Task goal:
Repeat verbatim, and only, the lines of the data below, beginning at the line that contains "Target: utility pole" and stopping after the line that contains "Target: tall cedar tree".

[Dataset items]
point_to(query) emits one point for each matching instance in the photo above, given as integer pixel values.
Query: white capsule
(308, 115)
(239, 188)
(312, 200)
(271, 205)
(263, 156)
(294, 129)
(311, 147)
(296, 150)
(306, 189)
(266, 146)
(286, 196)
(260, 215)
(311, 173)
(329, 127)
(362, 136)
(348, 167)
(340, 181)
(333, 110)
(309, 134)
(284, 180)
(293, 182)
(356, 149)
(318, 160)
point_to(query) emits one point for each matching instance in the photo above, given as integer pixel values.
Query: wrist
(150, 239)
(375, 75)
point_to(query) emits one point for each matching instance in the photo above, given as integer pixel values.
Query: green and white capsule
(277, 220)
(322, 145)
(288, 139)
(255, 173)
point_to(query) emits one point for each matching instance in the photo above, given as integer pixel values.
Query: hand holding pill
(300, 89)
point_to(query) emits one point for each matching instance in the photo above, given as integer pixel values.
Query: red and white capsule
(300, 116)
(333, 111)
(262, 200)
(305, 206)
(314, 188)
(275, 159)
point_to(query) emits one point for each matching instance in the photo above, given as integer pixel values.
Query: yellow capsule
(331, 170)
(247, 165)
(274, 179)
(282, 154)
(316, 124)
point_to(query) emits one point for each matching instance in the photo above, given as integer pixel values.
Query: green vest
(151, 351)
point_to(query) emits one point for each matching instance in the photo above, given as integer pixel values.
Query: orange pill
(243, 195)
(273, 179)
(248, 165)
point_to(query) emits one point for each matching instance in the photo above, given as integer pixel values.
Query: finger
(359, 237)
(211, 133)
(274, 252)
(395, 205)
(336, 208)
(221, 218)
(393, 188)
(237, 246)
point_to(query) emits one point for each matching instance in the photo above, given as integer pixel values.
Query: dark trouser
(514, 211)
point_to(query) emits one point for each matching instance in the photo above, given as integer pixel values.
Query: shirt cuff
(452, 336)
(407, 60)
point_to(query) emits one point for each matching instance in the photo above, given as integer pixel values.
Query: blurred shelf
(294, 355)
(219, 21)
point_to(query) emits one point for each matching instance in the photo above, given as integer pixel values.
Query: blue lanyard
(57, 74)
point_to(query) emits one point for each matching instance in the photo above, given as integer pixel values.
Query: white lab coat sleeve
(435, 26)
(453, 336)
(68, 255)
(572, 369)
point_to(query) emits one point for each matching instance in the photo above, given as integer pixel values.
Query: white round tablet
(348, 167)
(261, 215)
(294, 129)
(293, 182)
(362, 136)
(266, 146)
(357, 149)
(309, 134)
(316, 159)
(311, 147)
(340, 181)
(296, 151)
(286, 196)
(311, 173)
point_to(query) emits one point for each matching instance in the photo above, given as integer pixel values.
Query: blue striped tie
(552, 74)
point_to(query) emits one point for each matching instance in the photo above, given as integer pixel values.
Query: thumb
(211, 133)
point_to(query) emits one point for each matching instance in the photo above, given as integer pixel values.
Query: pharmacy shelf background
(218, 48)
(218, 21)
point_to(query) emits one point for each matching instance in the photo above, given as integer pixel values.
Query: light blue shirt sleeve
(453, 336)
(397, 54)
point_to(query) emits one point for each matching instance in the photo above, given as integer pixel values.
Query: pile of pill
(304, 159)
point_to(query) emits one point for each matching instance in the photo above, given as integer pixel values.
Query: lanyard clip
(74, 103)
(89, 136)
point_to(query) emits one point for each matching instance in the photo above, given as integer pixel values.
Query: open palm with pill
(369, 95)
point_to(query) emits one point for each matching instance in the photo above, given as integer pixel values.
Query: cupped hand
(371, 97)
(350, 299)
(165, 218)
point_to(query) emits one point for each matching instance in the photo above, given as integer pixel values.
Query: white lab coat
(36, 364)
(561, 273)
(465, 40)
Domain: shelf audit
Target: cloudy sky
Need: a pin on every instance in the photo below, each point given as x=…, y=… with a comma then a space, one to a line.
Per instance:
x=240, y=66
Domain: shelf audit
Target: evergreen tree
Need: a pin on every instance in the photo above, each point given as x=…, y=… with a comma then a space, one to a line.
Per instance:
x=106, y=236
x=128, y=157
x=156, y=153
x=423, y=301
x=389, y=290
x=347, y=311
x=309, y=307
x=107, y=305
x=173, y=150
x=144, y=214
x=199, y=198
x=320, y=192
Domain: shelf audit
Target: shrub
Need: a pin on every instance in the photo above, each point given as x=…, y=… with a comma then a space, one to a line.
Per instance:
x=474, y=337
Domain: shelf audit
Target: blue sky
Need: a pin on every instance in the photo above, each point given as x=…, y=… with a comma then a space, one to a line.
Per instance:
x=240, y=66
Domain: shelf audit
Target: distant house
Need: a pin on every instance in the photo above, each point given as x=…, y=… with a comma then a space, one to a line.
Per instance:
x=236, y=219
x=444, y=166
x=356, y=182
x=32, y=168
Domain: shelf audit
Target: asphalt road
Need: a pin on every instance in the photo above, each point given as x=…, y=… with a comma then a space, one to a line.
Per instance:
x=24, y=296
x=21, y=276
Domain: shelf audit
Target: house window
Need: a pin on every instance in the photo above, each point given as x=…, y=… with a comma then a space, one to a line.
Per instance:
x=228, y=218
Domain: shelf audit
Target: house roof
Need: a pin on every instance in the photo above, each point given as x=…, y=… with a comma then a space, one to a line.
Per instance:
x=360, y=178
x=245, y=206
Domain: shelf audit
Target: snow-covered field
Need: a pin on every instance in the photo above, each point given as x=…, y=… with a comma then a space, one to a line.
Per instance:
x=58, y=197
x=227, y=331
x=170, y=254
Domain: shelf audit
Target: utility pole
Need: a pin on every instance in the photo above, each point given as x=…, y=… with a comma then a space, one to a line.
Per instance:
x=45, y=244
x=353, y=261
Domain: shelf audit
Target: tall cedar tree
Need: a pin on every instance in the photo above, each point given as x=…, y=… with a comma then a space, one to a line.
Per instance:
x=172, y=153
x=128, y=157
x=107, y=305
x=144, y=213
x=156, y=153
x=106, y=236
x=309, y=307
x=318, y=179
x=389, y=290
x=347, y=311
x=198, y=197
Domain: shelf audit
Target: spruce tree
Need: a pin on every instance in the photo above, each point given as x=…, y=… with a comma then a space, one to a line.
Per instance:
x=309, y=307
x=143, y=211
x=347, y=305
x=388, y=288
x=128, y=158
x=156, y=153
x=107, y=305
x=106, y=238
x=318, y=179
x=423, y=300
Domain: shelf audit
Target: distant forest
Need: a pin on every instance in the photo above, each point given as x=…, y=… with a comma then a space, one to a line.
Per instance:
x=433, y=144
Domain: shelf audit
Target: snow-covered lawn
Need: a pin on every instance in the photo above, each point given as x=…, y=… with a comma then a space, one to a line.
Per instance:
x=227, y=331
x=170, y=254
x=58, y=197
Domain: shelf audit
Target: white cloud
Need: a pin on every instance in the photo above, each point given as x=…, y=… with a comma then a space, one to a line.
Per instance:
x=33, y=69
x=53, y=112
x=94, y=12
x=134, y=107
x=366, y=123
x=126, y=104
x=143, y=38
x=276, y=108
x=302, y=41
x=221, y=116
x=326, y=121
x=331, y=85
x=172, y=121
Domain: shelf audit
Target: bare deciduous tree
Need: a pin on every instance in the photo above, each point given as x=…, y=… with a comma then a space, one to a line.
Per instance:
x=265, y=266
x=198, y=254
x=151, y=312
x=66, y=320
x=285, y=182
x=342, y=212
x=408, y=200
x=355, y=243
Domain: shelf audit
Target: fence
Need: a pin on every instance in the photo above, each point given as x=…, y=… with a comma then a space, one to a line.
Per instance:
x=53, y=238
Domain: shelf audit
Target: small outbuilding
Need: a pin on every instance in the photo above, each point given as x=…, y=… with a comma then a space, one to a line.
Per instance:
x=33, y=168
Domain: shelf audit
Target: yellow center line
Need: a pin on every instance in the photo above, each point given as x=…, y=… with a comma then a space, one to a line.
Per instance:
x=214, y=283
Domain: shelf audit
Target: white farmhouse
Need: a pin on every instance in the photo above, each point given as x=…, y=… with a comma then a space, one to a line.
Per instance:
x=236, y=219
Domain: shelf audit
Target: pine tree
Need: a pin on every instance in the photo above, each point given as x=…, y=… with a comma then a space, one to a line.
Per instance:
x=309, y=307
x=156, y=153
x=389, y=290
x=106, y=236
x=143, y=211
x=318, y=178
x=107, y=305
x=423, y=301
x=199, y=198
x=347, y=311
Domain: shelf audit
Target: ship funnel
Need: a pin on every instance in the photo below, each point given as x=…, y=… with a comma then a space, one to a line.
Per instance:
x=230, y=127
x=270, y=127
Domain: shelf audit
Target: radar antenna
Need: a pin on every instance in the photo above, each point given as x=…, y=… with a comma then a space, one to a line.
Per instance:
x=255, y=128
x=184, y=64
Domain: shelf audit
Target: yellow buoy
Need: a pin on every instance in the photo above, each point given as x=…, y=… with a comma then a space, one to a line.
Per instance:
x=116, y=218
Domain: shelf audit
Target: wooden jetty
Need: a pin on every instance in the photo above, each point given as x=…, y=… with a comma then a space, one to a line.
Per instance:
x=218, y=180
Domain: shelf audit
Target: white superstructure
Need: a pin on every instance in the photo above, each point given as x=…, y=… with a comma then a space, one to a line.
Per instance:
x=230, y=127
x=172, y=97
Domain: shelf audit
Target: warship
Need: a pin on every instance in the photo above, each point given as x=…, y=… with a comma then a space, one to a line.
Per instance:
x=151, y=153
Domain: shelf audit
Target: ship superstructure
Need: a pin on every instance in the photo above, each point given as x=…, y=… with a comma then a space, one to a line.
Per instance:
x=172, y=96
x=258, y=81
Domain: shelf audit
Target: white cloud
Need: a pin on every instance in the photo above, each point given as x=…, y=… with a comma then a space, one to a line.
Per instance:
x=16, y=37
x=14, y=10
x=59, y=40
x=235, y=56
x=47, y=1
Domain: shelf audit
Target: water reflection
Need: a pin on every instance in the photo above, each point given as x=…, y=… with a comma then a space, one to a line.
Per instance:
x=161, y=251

Solution:
Target: utility pole
Need: a pin on every instance in the photo above, each point given as x=…, y=… with a comma then a space, one to a line.
Per instance:
x=45, y=244
x=353, y=261
Domain: shelf audit
Target: tall cedar tree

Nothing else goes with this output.